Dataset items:
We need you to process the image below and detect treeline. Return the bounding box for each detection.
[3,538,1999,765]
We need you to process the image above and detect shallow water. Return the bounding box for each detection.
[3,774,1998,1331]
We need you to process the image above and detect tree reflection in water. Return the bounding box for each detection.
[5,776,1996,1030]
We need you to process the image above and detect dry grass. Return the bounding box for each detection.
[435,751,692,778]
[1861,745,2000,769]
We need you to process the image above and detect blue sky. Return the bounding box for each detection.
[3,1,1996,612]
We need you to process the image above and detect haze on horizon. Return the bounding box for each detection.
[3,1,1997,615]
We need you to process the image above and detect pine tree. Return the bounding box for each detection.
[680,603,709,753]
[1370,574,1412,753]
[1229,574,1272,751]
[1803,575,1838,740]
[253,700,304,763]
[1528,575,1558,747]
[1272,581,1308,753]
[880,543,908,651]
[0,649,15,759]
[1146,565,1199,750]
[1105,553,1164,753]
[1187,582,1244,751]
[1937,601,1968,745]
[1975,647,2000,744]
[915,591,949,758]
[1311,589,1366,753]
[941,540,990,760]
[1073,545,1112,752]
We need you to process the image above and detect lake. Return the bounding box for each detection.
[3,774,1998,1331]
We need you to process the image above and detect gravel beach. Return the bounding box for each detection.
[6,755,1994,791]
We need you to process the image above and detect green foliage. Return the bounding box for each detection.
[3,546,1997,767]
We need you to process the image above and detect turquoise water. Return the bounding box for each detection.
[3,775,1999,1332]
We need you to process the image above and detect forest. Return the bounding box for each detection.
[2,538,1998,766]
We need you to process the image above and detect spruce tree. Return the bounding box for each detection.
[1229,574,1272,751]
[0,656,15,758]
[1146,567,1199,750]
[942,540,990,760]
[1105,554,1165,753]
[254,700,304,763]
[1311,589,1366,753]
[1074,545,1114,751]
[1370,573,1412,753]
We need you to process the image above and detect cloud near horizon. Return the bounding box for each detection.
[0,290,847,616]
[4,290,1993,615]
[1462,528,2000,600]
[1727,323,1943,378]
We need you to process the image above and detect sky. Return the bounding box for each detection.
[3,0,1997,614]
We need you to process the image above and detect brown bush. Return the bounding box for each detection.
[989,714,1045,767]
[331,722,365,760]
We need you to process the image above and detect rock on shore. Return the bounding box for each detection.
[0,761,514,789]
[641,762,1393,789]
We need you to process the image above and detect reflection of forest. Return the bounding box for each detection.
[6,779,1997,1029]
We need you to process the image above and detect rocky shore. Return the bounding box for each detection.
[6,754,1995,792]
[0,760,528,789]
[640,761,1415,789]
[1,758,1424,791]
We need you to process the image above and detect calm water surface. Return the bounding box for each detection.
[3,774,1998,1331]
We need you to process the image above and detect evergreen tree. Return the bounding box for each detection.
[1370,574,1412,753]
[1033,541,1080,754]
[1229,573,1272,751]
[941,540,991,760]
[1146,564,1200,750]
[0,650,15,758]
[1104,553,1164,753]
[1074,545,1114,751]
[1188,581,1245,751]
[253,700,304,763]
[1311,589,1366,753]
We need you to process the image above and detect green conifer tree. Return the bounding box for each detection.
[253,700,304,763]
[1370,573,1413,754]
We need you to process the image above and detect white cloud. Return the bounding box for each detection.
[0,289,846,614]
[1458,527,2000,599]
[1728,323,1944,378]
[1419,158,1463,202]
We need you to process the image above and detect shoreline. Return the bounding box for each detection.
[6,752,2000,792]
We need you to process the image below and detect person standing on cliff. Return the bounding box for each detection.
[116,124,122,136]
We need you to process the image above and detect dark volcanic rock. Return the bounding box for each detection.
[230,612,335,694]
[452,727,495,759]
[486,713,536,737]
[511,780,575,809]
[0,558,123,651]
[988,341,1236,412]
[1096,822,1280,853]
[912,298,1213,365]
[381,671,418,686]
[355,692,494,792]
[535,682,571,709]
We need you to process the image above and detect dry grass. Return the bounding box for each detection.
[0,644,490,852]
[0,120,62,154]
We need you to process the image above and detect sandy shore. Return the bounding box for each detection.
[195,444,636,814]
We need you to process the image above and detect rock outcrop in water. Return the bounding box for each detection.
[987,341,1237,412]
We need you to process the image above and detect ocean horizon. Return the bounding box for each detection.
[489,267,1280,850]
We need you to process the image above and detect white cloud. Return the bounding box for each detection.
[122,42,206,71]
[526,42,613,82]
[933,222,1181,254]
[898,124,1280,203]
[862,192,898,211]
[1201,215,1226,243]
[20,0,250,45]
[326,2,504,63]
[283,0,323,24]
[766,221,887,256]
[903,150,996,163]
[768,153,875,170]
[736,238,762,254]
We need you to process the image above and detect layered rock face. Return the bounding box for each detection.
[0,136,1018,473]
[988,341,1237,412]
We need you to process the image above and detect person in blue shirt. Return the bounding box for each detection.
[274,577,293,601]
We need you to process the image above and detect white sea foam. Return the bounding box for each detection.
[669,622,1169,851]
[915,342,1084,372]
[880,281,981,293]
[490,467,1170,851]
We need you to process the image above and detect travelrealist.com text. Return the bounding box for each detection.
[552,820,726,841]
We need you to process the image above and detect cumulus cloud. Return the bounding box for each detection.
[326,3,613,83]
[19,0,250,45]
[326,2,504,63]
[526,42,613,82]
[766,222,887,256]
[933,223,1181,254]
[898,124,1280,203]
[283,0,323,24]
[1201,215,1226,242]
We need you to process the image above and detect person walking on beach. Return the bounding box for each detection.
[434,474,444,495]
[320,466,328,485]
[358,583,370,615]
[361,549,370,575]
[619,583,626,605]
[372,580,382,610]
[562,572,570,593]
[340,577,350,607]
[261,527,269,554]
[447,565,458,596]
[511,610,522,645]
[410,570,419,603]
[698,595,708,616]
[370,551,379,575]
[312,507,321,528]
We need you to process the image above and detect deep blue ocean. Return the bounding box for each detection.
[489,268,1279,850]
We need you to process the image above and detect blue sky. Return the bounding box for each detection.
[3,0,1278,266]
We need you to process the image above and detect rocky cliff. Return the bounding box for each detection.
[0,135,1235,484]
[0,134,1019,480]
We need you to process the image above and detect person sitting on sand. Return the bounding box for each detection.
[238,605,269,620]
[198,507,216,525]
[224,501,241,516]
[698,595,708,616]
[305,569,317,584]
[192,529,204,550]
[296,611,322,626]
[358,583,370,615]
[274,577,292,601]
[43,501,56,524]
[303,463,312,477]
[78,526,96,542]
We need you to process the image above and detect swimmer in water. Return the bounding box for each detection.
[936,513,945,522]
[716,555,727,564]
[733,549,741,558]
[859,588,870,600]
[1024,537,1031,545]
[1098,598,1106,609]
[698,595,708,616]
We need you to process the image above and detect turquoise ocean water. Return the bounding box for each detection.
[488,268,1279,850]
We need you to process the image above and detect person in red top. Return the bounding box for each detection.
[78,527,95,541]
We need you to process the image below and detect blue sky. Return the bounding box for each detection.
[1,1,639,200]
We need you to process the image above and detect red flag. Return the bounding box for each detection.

● **About this task**
The response must contain every entry, each one identical to the original.

● **Response to this exercise**
We need you to process the image below and detect treeline. Return the bounding box for each detection.
[3,538,1999,765]
We need you to process the image above and detect shallow water. Return the bounding box for each detection.
[3,774,1998,1331]
We need you to process the image above and detect tree reflection in water. Return the bounding box for each detection.
[5,776,1996,1030]
We need you to process the image above and detect dry grass. Return the bounding box for each detection.
[435,751,692,778]
[1861,745,2000,769]
We need you to process the image above and detect blue sky. Return the bounding box for each detection.
[3,1,1996,612]
We need you to process the image above and detect haze on horizon. Return the bounding box for each detection.
[3,1,1997,615]
We need you to process the image above and detect pine tree. Return the bounding box for each detection.
[680,603,709,753]
[1370,574,1412,753]
[1229,574,1272,751]
[1803,575,1838,740]
[253,700,304,763]
[1528,575,1558,747]
[1272,581,1308,753]
[880,543,908,651]
[0,649,15,759]
[1146,565,1199,750]
[1105,553,1164,753]
[1187,582,1244,751]
[1937,601,1968,745]
[1975,647,2000,744]
[915,591,949,758]
[1311,589,1366,753]
[941,540,990,760]
[1073,545,1112,752]
We need you to process the image above and detect lake. Return the bounding box for each detection.
[3,774,1998,1331]
We need you to process the image above and detect gravel beach. Return the bounding box for each detection.
[6,755,1994,791]
We need you to process the image above and detect green foliage. Return the bounding box for each detection.
[3,546,1997,767]
We need you to process the image above and detect turquoise water. Return the bounding box for each detection.
[3,775,1999,1332]
We need you to process the image above and detect forest. Return the bounding box for each detection.
[2,538,1998,766]
We need you to process the image above and detect spruce tree. Return the bounding box for each detection.
[1229,574,1272,751]
[0,656,15,758]
[1146,567,1199,750]
[942,540,990,760]
[1105,554,1165,753]
[254,700,304,763]
[1311,589,1366,753]
[1074,545,1114,751]
[1370,573,1412,753]
We need you to process the image above and detect cloud near horizon. Return the bounding box for each detection.
[0,290,847,616]
[4,290,1993,615]
[1462,528,2000,600]
[1727,323,1943,378]
We need you to process the image above and detect sky. Return the bounding box for each detection.
[3,0,1997,614]
We need you to process the image above and detect brown bush. Return the bounding box for each detection.
[989,714,1045,767]
[331,722,365,760]
We need you to process the image above and detect rock on shore. Return the bounding box for each detection.
[0,761,514,789]
[641,762,1393,789]
We need you to process the image above and detect reflection of forest. Return the bounding box for each detection.
[6,779,1997,1029]
We need you to process the image above and detect rocky shore. Return the bounding box for each detection.
[6,754,1995,792]
[0,760,528,789]
[640,761,1415,789]
[1,758,1424,791]
We need you to process the image above and detect calm water surface. Return the bounding box for each detection.
[3,774,1998,1331]
We need you to process the image above and detect evergreen tree. Return the bounding box for each detection.
[1370,574,1412,753]
[1033,541,1080,754]
[1229,573,1272,751]
[941,540,991,760]
[1146,564,1200,750]
[0,650,15,758]
[1104,553,1164,753]
[1074,545,1114,751]
[1188,581,1245,751]
[253,700,304,763]
[1311,589,1366,753]
We need you to process the image above and detect green conifer tree. Return the bounding box for each detection.
[253,700,304,763]
[1370,573,1413,754]
We need you to process the image above and detect white cloud. Return the bounding box for each detection.
[0,289,846,614]
[1458,527,2000,599]
[1728,323,1944,378]
[1419,158,1463,202]
We need you to process the image above and detect shoreline. Return the bounding box for each detection.
[6,752,2000,792]
We need you to process the image below and detect person standing on cliff. Return the bounding box for each detection.
[116,124,122,136]
We need you to process the image above and detect dark volcanic rock. Return the bounding box for each detection.
[230,612,335,694]
[452,727,495,759]
[486,713,536,737]
[511,780,575,809]
[0,558,123,651]
[988,341,1236,412]
[1096,822,1280,853]
[912,298,1213,365]
[381,671,418,686]
[355,692,494,792]
[535,682,571,709]
We need you to process the image above and detect dry grass. Return the bounding box for each detection.
[0,644,490,852]
[0,120,62,154]
We need you to process the image above and detect sandy shore. Return the bounding box for each detection.
[195,444,636,814]
We need you to process the image above and detect rock outcrop in water. Return the bounding box for each detection.
[987,341,1237,412]
We need you to process the image above and detect ocean horizon. Return the bounding box for each detection.
[489,267,1280,850]
We need you to process the image above and detect white cloud. Return the bounding box for each detection.
[122,42,206,71]
[526,42,613,82]
[933,222,1181,254]
[898,124,1280,203]
[862,192,898,211]
[1201,215,1226,243]
[20,0,250,45]
[326,2,504,63]
[283,0,323,24]
[766,221,887,256]
[903,150,996,163]
[768,153,875,170]
[736,238,762,254]
We need you to process the image above and detect layered rock face. Return the bounding box for each detection.
[0,136,1018,473]
[988,341,1237,412]
We need you to process the image above and detect person in blue shirt. Return the bounding box for each detection.
[274,577,293,601]
We need you to process the image above and detect white sea foam. Return the bounding box for each detection.
[669,622,1169,851]
[915,342,1084,372]
[880,281,981,293]
[490,467,1170,851]
We need you to process the image above and detect travelrealist.com text. Return the bounding box for each detection.
[552,820,726,841]
We need you to process the image above and detect cumulus cloud. Return the bounding box for each detection.
[326,3,613,83]
[19,0,250,45]
[326,2,504,63]
[526,42,613,82]
[766,222,887,256]
[933,223,1181,254]
[898,124,1280,203]
[283,0,323,24]
[1201,215,1226,242]
We need you to process the image above and detect person walking on beach. Return the bounding box for each detection.
[434,474,444,495]
[320,466,328,485]
[358,583,370,615]
[361,549,370,575]
[619,583,626,605]
[372,580,382,610]
[562,572,570,593]
[340,577,350,607]
[261,527,269,554]
[447,565,458,596]
[511,610,522,645]
[410,570,419,603]
[698,595,708,616]
[370,551,379,575]
[312,507,321,528]
We need you to process the image above and detect deep blue ocean. Return the bounding box for each detection.
[489,268,1279,850]
We need you to process the image above and detect blue sky. Return the bounding box for each detection.
[3,0,1278,266]
We need you to process the image above and detect rocky cliff. Return the bounding box for each detection.
[0,135,1235,484]
[0,134,1019,480]
We need you to process the image above and detect person sitting on sand. Return the bounding box for each detection.
[238,605,269,620]
[198,507,216,525]
[224,501,241,516]
[698,595,708,616]
[305,569,317,584]
[192,529,204,550]
[296,611,322,626]
[358,583,370,615]
[274,577,292,601]
[43,501,56,524]
[303,463,312,477]
[78,526,96,542]
We need you to process the image above and detect swimmer in water. Return the bounding box for each detection.
[936,513,945,522]
[716,555,727,564]
[733,549,741,558]
[859,588,870,600]
[1024,537,1031,545]
[1098,598,1106,609]
[698,595,708,616]
We need you to process the image above and detect turquoise ocean water. Return the bounding box for each detection.
[488,268,1279,850]
We need you to process the image above and detect person in red top. Return the bounding box for each detection.
[78,527,95,541]
We need you to process the image below and detect blue sky. Return the bounding box for each detection.
[1,1,639,200]
We need you to process the image above and detect red flag. Return the bounding box for each detection.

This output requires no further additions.